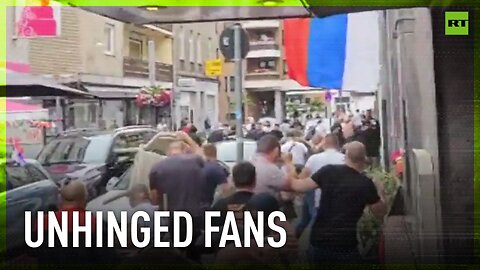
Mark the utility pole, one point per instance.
(238, 89)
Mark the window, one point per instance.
(267, 64)
(135, 48)
(199, 50)
(132, 140)
(92, 113)
(232, 84)
(210, 48)
(191, 49)
(76, 149)
(181, 40)
(110, 39)
(18, 176)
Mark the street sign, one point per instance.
(227, 41)
(213, 68)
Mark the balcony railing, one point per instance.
(263, 73)
(139, 69)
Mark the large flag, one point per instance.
(337, 52)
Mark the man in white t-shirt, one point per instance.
(298, 150)
(330, 156)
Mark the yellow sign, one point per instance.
(213, 68)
************
AIM: Render every line in the rows above as a JSON list of strings, one string per line, without blank lines or pictures.

TASK RESULT:
[
  "Mark the utility pole, one point per instance.",
  "(238, 89)",
  "Mark the window, one point per instance.",
  "(267, 64)",
  "(135, 48)",
  "(199, 50)",
  "(132, 140)",
  "(92, 113)",
  "(232, 84)",
  "(210, 48)",
  "(191, 49)",
  "(76, 149)",
  "(181, 40)",
  "(110, 39)",
  "(18, 176)",
  "Mark the street sign, one point per instance.",
  "(227, 41)",
  "(213, 68)",
  "Mark the balcony railing, one point per instance.",
  "(263, 73)",
  "(139, 69)",
  "Mark the large flag, one point per instance.",
  "(337, 52)",
  "Mark the man in white t-shirt, one point per instance.",
  "(298, 150)",
  "(330, 156)",
  "Mark the yellow sign, one point per instance.",
  "(213, 68)"
]